(Task goal) Retype the listing that follows, exactly as written.

────────────────

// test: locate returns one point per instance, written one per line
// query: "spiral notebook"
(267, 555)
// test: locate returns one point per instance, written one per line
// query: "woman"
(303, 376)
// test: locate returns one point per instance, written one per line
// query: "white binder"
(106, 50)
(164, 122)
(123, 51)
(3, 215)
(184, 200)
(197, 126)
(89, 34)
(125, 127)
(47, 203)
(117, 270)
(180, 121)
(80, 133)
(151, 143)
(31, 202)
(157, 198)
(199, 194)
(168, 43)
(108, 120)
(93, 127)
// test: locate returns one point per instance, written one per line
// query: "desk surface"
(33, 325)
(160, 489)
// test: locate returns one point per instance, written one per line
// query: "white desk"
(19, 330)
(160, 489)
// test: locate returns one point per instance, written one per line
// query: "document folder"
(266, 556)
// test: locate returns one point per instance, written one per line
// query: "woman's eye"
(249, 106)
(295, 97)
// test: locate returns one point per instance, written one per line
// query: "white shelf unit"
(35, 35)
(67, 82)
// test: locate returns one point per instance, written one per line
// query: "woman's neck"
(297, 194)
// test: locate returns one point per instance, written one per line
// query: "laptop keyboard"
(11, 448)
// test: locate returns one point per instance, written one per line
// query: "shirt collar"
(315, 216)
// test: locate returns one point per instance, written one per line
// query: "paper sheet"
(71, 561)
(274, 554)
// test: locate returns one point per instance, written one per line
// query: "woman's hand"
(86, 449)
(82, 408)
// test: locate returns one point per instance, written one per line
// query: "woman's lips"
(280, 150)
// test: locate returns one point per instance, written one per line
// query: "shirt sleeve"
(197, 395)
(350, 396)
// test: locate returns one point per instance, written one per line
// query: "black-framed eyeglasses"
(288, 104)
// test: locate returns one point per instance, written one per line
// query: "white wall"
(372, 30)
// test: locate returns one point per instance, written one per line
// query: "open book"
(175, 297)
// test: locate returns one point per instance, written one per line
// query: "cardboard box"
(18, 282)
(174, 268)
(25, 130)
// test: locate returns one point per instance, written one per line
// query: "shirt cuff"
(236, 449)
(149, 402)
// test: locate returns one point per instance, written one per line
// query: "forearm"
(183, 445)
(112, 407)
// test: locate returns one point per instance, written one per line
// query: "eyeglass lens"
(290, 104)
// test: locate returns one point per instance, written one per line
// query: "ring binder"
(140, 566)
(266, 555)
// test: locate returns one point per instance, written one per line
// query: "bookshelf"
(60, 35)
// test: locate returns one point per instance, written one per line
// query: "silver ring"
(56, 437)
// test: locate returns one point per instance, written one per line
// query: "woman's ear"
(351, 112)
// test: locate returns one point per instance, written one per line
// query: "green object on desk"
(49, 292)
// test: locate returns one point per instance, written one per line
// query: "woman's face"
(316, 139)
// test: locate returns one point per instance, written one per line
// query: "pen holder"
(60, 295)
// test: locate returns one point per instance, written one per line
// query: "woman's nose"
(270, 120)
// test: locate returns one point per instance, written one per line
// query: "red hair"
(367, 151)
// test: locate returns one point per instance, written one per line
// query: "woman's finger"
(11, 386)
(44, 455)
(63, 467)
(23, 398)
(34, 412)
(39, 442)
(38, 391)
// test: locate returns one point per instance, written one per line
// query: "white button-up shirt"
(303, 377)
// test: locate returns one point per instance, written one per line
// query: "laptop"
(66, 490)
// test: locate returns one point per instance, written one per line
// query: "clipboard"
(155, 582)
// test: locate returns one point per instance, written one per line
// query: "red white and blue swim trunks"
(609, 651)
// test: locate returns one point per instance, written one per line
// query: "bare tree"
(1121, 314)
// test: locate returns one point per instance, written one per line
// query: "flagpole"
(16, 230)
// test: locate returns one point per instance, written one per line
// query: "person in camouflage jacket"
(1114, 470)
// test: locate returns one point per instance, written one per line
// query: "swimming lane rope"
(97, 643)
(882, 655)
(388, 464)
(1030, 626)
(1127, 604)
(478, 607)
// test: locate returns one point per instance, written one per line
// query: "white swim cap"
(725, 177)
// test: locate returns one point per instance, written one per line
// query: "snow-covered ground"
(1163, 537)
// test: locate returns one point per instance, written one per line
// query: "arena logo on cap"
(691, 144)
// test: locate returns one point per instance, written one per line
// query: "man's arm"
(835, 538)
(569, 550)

────────────────

(Final result)
// test: locate returns one point per instance, written one per line
// query: "spiral notebook"
(267, 555)
// test: locate returns one point per instance, written one per line
// query: "woman"
(303, 376)
// test: locate returns one point per instance, written one per line
// query: "white binder"
(106, 50)
(164, 122)
(123, 51)
(3, 215)
(184, 200)
(197, 126)
(89, 34)
(125, 127)
(47, 203)
(117, 270)
(180, 121)
(80, 133)
(151, 143)
(31, 202)
(157, 198)
(199, 194)
(168, 43)
(108, 120)
(93, 127)
// test: locate returns one point per instance, written one per line
// query: "desk surface"
(33, 325)
(160, 489)
// test: locate returns one point per instance, written one per line
// query: "white desk"
(19, 330)
(160, 489)
// test: locate returns one point per instance, written one per line
// query: "document folder"
(266, 556)
// test: locate returns one point per instance, written one per line
// query: "woman's eye"
(249, 106)
(295, 97)
// test: locate returns one point per instance, written one per line
// query: "white shelf unit"
(35, 35)
(67, 82)
// test: locate returns one point per instance, written one per line
// query: "woman's neck"
(297, 194)
// test: locate returns one point per instance, written one per line
// query: "laptop keyboard"
(11, 448)
// test: locate returns one point per instance, written one per line
// query: "shirt collar"
(315, 216)
// test: locate returns one point per instance, written one per line
// query: "paper sheet"
(71, 561)
(274, 554)
// test: locate returns one point per instance, written one per line
// query: "woman's hand"
(86, 449)
(82, 408)
// test: locate returns one point per instance, written one per line
// query: "woman's lips"
(280, 150)
// test: locate returns one point per instance, written one per line
// query: "shirt sleeve"
(197, 395)
(350, 396)
// test: locate returns one point per instance, written one per line
// query: "black-framed eyeglasses"
(288, 104)
// test: locate returns one point per instance, written one per line
// query: "white wall"
(372, 30)
// test: locate returns one point per instance, written one per line
// query: "open book"
(175, 297)
// test: locate returns one point per instance, written one per line
// query: "cardboard box"
(18, 282)
(174, 268)
(25, 130)
// test: locate returns one point per instance, written one per line
// query: "shirt cuff"
(236, 449)
(149, 402)
// test: locate returns one point per instance, written one per line
// query: "forearm"
(183, 445)
(112, 407)
// test: locate returns one point per instance, written one per line
// query: "eyeglass lens"
(290, 104)
// test: locate returns one point per instance, written one per line
// query: "ring binder"
(140, 566)
(266, 555)
// test: locate returns one point per instance, written one per line
// query: "bookshelf"
(60, 35)
// test: locate returns one point per instance, written one per line
// query: "silver ring"
(56, 437)
// test: locate returns one point per instance, written one per line
// query: "woman's ear"
(351, 112)
// test: locate returns one point per instance, written one per line
// query: "green object on desk"
(49, 292)
// test: locate returns one point per instance, written one per line
// query: "woman's face"
(316, 139)
// test: locate returns one point per instance, written one per line
// query: "pen holder"
(60, 295)
// test: locate returns one point per instance, written one per line
// query: "woman's nose"
(270, 120)
// test: locate returns one point per instance, written one per line
// query: "red hair"
(367, 151)
// test: locate returns one point per instance, written one per line
// query: "woman's finger"
(11, 386)
(44, 455)
(63, 467)
(23, 398)
(34, 412)
(39, 442)
(38, 391)
// test: locate returns one point per instance, written one per line
// query: "white button-up shirt"
(303, 377)
// test: locate returns one point per instance, written one per line
// query: "laptop"
(66, 490)
// test: locate returns one point per instance, written one per line
// query: "clipboard"
(155, 582)
// test: locate returns one point per instance, written one per line
// query: "red white and blue swim trunks"
(609, 651)
// test: locate returns one point per instance, written one per line
// query: "bare tree"
(1121, 314)
// test: locate returns one point per instance, written one per line
// query: "flagpole"
(16, 230)
// test: locate returns one point per instance, written one per line
// query: "person in camouflage jacket"
(1114, 470)
// test: locate returns one point per instance, written one per line
// query: "swimming lane rope"
(97, 643)
(882, 655)
(388, 464)
(1030, 626)
(1127, 604)
(478, 607)
// test: locate returns one point per instance, written one per line
// query: "white swim cap"
(725, 177)
// test: locate returns one point per instance, written one per line
// query: "snow-covered ground"
(1163, 537)
// test: locate returns one point per instance, written one per line
// query: "arena logo on cap"
(691, 144)
// test: locate returns one point per instance, written one per line
// query: "man's arm"
(835, 538)
(569, 550)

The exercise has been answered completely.